TASK GOAL: Please locate each line in the items below that contains the word "steel" and copy those lines out in full.

■ ■ ■ ■ ■

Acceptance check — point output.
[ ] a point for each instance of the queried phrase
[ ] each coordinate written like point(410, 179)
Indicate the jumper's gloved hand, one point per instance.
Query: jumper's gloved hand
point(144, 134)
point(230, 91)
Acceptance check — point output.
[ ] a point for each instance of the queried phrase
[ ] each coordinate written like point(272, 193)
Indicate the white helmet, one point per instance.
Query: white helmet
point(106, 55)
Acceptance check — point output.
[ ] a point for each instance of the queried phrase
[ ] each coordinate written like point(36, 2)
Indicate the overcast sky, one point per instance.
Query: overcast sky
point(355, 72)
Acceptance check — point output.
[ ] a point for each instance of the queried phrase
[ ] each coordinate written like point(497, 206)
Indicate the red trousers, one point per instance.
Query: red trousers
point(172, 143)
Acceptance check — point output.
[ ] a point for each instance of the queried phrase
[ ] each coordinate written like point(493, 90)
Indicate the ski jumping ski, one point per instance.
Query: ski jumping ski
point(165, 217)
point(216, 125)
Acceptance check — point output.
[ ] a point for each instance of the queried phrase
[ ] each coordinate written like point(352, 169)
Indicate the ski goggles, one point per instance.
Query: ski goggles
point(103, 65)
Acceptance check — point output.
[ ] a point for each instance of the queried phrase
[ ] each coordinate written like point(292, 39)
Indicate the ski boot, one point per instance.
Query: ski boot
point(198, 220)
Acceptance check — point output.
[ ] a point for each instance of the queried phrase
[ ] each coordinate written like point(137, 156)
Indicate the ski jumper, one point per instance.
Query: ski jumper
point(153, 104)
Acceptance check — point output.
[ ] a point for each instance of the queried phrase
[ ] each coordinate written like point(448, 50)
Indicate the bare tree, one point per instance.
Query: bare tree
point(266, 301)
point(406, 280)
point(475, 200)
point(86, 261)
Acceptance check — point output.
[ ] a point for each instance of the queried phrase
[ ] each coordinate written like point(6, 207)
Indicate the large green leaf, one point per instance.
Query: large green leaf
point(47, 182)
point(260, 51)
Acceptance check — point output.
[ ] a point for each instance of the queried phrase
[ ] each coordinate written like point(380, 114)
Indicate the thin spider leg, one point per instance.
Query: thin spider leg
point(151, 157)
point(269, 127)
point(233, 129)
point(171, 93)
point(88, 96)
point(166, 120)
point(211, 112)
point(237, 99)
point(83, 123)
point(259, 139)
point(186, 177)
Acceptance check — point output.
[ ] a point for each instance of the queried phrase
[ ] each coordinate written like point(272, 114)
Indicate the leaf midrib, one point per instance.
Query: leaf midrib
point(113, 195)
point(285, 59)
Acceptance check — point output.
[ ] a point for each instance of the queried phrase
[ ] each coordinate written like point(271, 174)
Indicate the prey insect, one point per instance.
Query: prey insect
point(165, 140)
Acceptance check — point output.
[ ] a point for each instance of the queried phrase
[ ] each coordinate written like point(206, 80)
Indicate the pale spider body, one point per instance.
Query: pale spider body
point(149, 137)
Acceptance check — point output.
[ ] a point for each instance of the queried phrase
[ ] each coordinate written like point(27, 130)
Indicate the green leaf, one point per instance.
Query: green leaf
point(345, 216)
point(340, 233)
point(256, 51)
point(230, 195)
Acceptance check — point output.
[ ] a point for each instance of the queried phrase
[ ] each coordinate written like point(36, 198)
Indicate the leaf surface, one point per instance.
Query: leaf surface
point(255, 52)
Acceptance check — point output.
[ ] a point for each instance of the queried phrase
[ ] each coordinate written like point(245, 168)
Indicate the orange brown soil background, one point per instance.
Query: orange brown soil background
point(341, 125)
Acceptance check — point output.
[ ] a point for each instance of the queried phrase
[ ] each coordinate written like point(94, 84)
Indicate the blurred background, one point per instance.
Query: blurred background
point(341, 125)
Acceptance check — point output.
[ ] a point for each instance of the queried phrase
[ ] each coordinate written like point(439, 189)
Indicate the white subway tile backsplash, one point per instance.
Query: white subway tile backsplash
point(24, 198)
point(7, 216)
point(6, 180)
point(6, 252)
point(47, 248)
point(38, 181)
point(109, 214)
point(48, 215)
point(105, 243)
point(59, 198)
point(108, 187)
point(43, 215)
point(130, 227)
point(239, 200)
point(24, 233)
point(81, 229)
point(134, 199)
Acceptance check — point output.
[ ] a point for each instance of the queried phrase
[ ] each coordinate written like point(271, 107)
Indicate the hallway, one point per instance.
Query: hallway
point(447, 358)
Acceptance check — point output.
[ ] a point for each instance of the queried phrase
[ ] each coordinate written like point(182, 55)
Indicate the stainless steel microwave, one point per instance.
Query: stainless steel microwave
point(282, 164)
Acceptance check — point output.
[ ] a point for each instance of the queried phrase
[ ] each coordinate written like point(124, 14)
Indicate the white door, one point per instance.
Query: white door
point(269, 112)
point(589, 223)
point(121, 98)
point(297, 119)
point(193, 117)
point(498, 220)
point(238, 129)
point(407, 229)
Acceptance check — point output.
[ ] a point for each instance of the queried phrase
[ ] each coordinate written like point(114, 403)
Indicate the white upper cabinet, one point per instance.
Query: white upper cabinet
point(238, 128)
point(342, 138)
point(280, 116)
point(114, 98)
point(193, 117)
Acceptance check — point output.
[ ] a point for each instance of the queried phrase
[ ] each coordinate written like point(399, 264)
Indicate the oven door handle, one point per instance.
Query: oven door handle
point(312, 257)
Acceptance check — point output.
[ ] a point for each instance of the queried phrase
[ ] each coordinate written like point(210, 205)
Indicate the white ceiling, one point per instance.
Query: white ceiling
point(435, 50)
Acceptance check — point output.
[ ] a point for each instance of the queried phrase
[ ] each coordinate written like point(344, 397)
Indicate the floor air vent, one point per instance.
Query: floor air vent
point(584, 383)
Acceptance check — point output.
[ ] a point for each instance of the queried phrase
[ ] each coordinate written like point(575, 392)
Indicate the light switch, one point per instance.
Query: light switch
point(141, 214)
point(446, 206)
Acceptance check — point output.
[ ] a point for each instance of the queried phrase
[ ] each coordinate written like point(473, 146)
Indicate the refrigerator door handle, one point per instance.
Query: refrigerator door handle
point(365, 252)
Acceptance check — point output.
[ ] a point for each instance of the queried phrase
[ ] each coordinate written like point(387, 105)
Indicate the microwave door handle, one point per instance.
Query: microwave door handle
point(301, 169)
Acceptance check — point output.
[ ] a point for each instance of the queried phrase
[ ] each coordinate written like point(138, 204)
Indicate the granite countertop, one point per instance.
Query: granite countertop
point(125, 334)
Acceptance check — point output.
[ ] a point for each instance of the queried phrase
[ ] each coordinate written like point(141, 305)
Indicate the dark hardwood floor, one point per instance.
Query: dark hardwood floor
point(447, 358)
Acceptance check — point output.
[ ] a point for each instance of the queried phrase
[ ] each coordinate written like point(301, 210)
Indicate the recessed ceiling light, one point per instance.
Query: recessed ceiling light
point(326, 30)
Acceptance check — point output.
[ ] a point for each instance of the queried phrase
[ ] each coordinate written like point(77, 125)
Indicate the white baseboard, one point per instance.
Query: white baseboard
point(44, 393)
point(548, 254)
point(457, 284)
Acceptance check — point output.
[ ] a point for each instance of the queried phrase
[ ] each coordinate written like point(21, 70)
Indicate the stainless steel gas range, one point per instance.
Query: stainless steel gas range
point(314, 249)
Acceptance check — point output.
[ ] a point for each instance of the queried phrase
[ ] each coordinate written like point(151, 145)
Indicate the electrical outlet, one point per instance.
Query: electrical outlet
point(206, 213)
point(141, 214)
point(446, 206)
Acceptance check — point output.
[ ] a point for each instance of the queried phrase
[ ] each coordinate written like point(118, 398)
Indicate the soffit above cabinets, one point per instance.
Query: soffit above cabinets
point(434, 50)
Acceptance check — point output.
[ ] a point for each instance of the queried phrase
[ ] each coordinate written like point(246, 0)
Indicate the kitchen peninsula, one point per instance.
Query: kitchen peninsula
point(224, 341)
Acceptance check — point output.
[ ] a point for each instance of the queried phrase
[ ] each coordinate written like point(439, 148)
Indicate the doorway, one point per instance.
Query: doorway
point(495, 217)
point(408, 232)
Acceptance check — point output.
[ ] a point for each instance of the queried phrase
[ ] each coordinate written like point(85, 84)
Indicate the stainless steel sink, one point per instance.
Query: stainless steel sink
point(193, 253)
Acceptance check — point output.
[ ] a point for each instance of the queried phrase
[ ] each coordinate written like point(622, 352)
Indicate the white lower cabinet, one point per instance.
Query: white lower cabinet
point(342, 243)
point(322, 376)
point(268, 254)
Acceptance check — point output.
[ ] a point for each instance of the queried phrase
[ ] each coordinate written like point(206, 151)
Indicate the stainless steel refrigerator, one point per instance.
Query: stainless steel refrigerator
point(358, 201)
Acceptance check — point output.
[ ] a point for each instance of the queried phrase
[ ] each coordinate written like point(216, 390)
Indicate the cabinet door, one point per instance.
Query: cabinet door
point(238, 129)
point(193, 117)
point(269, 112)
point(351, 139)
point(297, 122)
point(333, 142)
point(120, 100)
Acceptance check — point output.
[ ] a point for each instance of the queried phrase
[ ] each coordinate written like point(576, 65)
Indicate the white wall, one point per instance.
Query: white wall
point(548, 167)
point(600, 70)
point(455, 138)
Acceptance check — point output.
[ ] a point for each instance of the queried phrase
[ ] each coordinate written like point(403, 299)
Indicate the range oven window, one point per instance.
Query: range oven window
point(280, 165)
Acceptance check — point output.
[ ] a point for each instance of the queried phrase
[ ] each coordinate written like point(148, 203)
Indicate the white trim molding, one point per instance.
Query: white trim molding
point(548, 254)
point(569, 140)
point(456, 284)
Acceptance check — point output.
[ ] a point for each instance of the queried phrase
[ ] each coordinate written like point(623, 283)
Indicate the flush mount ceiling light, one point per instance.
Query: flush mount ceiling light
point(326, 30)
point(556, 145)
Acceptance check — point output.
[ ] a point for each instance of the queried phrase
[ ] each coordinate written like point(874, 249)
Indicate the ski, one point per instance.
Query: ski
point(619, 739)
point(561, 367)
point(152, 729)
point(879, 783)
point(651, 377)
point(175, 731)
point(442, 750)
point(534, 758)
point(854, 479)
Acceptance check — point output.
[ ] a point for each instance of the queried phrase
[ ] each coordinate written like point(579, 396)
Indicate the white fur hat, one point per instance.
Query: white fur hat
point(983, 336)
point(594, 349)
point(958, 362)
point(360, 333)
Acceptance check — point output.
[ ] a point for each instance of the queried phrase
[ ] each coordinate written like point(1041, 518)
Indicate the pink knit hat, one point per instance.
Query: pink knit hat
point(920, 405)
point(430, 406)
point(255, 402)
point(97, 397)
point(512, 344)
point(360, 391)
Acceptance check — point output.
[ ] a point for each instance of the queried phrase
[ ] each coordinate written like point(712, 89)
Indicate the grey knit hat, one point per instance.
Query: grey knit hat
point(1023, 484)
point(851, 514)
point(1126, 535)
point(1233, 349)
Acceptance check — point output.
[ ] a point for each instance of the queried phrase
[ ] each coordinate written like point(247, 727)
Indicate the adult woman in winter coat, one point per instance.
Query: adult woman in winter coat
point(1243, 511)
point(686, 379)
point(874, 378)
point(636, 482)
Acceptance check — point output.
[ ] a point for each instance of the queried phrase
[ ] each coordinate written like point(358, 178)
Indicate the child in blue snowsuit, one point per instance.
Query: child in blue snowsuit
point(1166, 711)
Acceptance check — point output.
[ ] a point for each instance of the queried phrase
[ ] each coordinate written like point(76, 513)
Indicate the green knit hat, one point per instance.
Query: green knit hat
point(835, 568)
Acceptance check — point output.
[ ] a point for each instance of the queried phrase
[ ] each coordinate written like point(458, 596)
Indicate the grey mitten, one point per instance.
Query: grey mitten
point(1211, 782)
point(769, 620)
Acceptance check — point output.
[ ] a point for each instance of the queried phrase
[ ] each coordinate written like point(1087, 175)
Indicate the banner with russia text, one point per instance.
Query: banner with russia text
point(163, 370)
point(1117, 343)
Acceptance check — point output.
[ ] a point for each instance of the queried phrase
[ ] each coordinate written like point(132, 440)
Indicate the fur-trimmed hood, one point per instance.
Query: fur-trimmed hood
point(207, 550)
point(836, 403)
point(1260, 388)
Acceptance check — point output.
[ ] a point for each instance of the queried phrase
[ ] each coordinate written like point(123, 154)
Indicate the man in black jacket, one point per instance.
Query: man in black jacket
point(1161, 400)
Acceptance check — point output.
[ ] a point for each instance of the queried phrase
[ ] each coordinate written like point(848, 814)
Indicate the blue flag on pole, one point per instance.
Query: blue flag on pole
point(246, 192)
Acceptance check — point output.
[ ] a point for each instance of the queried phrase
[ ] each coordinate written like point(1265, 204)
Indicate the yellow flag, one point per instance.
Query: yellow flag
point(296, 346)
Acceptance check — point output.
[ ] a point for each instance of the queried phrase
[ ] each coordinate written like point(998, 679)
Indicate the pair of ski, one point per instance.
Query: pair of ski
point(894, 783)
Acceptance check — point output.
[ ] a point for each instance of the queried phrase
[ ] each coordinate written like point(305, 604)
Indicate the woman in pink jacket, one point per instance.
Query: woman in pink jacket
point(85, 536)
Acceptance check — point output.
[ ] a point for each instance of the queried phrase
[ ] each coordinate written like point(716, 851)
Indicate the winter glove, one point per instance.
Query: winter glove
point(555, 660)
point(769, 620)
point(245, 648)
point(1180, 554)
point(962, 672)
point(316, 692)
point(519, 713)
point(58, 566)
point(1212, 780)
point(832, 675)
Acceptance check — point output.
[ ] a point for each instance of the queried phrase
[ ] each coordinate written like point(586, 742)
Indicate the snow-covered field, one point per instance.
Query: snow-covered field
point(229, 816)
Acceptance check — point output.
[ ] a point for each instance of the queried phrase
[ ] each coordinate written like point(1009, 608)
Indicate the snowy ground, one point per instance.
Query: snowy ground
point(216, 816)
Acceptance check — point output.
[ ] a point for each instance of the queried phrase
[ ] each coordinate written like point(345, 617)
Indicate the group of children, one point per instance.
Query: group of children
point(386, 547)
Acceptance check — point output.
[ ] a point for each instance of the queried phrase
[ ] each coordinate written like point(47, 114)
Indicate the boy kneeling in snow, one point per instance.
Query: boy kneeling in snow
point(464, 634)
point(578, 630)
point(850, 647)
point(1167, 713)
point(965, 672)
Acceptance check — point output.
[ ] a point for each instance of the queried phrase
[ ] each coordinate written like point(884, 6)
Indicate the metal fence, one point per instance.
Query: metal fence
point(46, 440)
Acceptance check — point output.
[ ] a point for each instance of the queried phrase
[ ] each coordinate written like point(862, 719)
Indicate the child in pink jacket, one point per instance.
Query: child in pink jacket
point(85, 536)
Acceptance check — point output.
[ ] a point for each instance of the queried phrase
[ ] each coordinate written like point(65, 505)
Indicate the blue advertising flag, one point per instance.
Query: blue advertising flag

■ ■ ■ ■ ■

OUTPUT FOR THIS EXERCISE:
Indicate the stainless steel microwave, one point per instance.
Query: stainless steel microwave
Indicate the stainless steel gas range, one point per instance.
Query: stainless steel gas range
Indicate the stainless steel sink, one point per instance.
Query: stainless steel sink
Indicate the stainless steel refrigerator, one point per instance.
Query: stainless steel refrigerator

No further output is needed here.